Given problem A:
Render the records below as a JSON list of strings, one string per line and with blank lines omitted, starting at the beginning of the records and ending at the line that contains "column 138, row 84". Leave the pictures out of the answer.

Excerpted passage:
This method is tested here since it allows the computation of Sobol indices with smaller samples than Monte Carlo or Saltelli algorithm [10]. The theoretical number of simulations required to construct a surrogate model of degree 4 is given by:

$$N_{th} = \left( {\begin{array}{*{20}c} {p + d} \\ d \\ \end{array} } \right) = \frac{{\left( {p + d} \right)!}}{p!d!} = 31 465\, simulations$$
(4)

where \(p\) is the number of uncertain parameters and \(d\) the degree of the polynom.

This number implies a computation time of approximately 47 days on the EDF Eole cluster.

Although the available number of Monte Carlo simulations (~7 200) is inferior to the theoretical number required for a PCE (4), this method was still tested with this sample. A cross-validation was then performed on the constructed surrogate model using a validation Monte Carlo sample of size 1 000.

First, all 7 200 simulations were used to construct surrogate models of different degrees in order to find the optimum precision. The reference values are the mean and variance of the 7 200.

The differences between the means and the variances are approximately \(7.10^{ - 3}\) and \(8.10^{ - 3}\) respectively (as shown in Fig. 37.8). These errors are acceptable and the degree 4 is thus retained for an accuracy study based on the approximation accuracy coefficient \(Q_{2}\) computed using (5) (Fig. 37.9).

Fig. 37.8
figure 8

On the left, estimated mean of the surface elevation on node 151 080 for PCE using 7 200 Monte Carlo simulations; on the right, estimated variance of the surface elevation on node 151 080 for PCE using 7 200 Monte Carlo simulations

Fig. 37.9
figure 9

Approximation accuracy coefficient of a degree 4 PCE using different sizes for the Monte Carlo sample

$$Q_{2} = 1 - \varepsilon_{LOO}$$
(5)

Given problem B:
Finish out the next part of the passage above on the polynomial chaos surrogate model, continuing from where it stops.

Part of a data file:

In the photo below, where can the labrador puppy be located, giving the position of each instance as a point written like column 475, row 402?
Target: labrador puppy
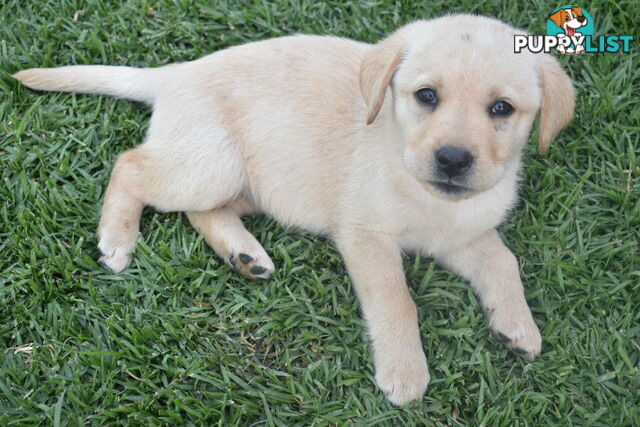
column 411, row 144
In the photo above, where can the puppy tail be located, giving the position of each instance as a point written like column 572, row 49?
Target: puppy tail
column 138, row 84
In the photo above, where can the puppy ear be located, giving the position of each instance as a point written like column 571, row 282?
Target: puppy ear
column 376, row 71
column 558, row 100
column 558, row 18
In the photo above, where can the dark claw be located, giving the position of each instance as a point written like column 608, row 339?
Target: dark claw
column 504, row 338
column 245, row 258
column 257, row 269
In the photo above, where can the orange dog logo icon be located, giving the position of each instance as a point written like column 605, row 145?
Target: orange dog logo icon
column 569, row 19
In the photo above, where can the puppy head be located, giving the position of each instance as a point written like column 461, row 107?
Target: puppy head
column 464, row 101
column 569, row 19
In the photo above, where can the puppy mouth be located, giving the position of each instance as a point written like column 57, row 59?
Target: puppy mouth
column 450, row 188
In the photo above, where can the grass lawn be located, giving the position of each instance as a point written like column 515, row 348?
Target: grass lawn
column 180, row 338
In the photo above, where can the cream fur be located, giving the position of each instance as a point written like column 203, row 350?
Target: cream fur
column 281, row 127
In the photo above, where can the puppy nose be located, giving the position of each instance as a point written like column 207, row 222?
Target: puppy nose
column 453, row 161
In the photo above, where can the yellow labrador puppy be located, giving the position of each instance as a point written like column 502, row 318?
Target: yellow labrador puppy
column 413, row 144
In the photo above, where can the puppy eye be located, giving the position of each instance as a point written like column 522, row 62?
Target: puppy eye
column 427, row 96
column 501, row 109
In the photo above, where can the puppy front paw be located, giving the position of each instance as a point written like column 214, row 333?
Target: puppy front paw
column 403, row 377
column 517, row 330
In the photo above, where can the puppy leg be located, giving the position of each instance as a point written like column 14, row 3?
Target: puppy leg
column 223, row 230
column 121, row 211
column 375, row 266
column 493, row 272
column 174, row 179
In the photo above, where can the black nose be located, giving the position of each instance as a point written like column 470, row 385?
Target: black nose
column 453, row 161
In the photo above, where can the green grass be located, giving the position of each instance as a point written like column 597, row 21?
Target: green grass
column 179, row 338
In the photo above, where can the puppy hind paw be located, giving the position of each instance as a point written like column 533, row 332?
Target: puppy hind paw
column 401, row 382
column 115, row 259
column 521, row 337
column 251, row 266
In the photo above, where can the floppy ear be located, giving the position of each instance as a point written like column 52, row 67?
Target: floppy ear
column 376, row 71
column 558, row 18
column 558, row 99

Output A:
[
  "In the photo below, where can the labrador puppy be located, giving the position of each instance as a point written like column 475, row 402?",
  "Target: labrador puppy",
  "column 411, row 144",
  "In the photo above, where can the puppy tail be located, giving the position of each instance as a point written like column 572, row 49?",
  "Target: puppy tail",
  "column 138, row 84"
]

Output B:
Where \(\varepsilon_{LOO}\) is the Leave-One-Out error.

This error is a special case of K-fold error estimate where the number of folds is chosen equal to the cardinality N of the experimental design \(X\). Let’s denote \(\hat{M}\) the surrogate model of the real model M, \(\hat{M}^{ - i}\) the surrogate model built from the experimental design \(X\backslash \left\{ {x^{i} } \right\}\) with the i-th sample \(x^{i}\) being set aside, and \(cov\left( Y \right)\) the empirical covariance of the response sample Y. The Leave-One-Out error can be calculated using (6).

$$\varepsilon_{LOO} = \frac{{\frac{1}{N}\mathop \sum \nolimits_{i = 1}^{N} M\left( {{\text{x}}^{\text{i}} } \right) - \hat{M}^{ - i} \left( {x^{i} } \right)}}{cov\left( Y \right)}$$
(6)

A cross validation is performed for the PCE surrogate model of degree 4 constructed with 400 Monte Carlo simulations using 1 000 samples. Figure 37.10 indicates that the surrogate model gives a good approximation even if the sample size is less than the required theoretical number of simulations calculated in (4).

Fig. 37.10
figure 10

Cross validation of the degree 4 PCE using 1 000 Monte Carlo samples for validation

3.2.3 Sobol’ Indices Using PCE Surrogate Models

The surrogate models that have been built using polynomial chaos expansion can also be used to perform a sensitivity analysis by computing Sobol indices. In fact, first order Sobol indices have been calculated using a PC model of degree 4 built with all 7 200 Monte Carlo samples. In Fig. 37.11, the conveyance coefficients of dam j are denoted \(QZ_{ji} , i = 1, \ldots ,n_{j}\), where \(n_{j}\) is the number of conveyance coefficients of dam j. The drag coefficients of bridges are denoted \(drag\), the Strickler coefficients are denoted \(CF_{i} , i = 1, \ldots ,5\) and the surface elevation dam failure thresholds are denoted \(Break_{i} , i = 1,2,3\). \(Qmain\) and \(Qtrib\) refer respectively to the discharges of the main river and the tributary. The results shown in Fig. 37.11 are more coherent with the expert judgment than those of the Morris method. The Strickler coefficient of forest areas stands out as the most influential parameter. This could be explained by the location of the node used for the computation of these indices (node 151 080) or by the fact that the surrogate model still needs to be refined.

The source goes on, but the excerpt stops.